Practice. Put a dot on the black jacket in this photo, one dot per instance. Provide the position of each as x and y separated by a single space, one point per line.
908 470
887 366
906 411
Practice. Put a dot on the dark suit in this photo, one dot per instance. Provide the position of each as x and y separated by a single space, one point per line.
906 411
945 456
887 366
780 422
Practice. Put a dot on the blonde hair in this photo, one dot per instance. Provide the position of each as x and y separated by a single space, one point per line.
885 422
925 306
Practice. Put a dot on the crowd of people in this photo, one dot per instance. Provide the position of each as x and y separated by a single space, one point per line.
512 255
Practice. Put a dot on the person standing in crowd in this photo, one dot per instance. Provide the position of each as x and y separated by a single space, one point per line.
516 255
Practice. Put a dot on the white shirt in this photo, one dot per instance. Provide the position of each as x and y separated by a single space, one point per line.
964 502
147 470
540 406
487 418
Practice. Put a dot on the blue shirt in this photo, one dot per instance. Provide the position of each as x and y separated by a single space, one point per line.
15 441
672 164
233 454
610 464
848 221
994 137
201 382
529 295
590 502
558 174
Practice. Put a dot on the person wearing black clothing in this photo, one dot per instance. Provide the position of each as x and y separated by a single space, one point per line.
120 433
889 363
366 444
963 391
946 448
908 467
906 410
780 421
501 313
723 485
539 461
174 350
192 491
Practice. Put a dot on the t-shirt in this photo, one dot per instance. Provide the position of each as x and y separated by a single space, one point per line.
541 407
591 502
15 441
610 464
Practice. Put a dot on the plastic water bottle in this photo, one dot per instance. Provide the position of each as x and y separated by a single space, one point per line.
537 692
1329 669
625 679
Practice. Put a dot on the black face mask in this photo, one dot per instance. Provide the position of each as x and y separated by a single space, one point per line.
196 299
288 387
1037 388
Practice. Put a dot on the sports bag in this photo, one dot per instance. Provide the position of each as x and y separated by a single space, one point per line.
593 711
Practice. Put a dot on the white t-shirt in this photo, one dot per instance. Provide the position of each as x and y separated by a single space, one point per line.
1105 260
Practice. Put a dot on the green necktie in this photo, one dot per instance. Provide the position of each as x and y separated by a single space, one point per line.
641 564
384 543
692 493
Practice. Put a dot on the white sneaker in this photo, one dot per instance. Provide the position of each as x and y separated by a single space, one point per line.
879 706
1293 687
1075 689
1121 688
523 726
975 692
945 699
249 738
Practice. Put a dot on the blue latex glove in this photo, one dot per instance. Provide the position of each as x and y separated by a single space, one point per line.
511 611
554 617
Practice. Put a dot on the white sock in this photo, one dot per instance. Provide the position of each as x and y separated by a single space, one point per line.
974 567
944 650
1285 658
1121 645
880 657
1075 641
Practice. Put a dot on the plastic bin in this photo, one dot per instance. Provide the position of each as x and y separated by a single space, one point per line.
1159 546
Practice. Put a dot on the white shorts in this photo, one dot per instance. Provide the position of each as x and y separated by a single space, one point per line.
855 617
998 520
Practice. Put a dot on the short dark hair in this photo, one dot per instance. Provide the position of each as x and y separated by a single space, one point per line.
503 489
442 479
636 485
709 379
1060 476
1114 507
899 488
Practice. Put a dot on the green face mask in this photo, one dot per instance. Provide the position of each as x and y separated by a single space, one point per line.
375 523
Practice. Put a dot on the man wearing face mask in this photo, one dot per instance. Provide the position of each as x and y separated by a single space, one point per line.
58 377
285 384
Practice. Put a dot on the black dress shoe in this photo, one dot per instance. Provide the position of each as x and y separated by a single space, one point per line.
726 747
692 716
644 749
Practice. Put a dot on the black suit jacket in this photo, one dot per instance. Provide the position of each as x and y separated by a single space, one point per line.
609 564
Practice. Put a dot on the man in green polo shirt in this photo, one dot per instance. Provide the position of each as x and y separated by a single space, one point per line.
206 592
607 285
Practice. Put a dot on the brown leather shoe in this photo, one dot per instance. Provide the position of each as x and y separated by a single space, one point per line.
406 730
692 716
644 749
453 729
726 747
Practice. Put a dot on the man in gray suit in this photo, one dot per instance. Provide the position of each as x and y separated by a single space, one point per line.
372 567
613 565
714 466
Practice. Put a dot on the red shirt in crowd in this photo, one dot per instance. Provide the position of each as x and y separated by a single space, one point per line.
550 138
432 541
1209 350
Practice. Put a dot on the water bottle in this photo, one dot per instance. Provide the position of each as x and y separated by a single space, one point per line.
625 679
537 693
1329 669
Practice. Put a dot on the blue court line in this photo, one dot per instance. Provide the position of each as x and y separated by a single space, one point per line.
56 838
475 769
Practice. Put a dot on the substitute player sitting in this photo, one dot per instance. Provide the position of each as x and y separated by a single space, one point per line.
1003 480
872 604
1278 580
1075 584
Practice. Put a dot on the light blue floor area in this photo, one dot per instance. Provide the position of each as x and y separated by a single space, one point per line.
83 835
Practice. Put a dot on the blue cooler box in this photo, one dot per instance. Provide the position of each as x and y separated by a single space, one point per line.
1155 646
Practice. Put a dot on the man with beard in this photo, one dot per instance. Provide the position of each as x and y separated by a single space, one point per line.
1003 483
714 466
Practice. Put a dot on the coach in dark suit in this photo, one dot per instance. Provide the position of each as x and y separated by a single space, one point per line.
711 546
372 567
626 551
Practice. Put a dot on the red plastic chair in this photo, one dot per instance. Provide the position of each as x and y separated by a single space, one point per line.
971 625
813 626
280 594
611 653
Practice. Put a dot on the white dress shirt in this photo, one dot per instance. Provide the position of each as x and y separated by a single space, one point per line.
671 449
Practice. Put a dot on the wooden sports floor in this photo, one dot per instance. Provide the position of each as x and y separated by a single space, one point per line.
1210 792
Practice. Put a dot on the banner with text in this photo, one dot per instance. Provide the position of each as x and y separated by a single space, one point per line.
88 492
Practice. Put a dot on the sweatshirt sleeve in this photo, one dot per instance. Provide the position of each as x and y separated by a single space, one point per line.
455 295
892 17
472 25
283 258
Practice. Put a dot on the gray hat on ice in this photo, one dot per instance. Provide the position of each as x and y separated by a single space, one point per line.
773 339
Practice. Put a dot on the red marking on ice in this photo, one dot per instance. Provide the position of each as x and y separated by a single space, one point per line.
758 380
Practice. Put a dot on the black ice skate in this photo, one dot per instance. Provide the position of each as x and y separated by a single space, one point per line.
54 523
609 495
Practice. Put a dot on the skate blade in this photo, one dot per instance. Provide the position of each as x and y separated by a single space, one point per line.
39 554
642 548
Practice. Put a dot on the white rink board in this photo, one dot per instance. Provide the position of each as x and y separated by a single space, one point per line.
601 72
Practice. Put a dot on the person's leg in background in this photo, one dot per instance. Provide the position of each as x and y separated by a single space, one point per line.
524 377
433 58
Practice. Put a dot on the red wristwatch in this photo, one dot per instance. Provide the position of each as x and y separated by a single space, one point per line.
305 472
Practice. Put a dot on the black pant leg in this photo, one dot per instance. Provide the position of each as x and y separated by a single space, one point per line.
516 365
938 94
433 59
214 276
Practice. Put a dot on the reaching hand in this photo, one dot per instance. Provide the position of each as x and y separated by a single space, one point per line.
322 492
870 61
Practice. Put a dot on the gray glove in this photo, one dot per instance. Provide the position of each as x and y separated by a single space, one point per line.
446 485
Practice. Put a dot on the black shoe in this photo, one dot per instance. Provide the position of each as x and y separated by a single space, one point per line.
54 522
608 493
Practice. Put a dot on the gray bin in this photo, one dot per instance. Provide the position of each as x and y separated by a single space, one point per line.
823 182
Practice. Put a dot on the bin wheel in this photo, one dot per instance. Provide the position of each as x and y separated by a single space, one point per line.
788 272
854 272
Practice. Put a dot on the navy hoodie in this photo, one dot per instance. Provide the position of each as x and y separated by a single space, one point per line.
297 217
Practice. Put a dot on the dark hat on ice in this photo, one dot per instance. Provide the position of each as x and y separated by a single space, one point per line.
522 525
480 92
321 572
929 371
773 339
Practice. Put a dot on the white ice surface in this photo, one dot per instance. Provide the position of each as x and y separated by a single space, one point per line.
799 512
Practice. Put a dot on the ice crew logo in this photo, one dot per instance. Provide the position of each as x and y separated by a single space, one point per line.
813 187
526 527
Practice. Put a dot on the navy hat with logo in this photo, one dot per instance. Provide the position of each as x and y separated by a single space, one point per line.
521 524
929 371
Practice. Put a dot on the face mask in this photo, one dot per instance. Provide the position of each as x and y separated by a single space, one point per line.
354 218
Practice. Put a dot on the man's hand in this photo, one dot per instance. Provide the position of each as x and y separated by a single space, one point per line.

*Directions*
Only the lines from the one containing "Practice. Put a dot on the navy hat" through the end of the entries above belong in the answer; repeat them exactly.

*Result for this task*
Practice. Put a dot on the navy hat with logo in this photo, one dot per instance. Provide the position of each as x and y separated by a single space, one point per line.
521 524
929 371
Practice. Put a dot on the face mask in this photo, one dot per instance. Provide the position of each as x and y separated by a single space, one point per line.
354 218
Practice. Put a dot on the man's hand in this photo, one dot per instance. Provide the position of each as x and y separated by a single space, one point per line.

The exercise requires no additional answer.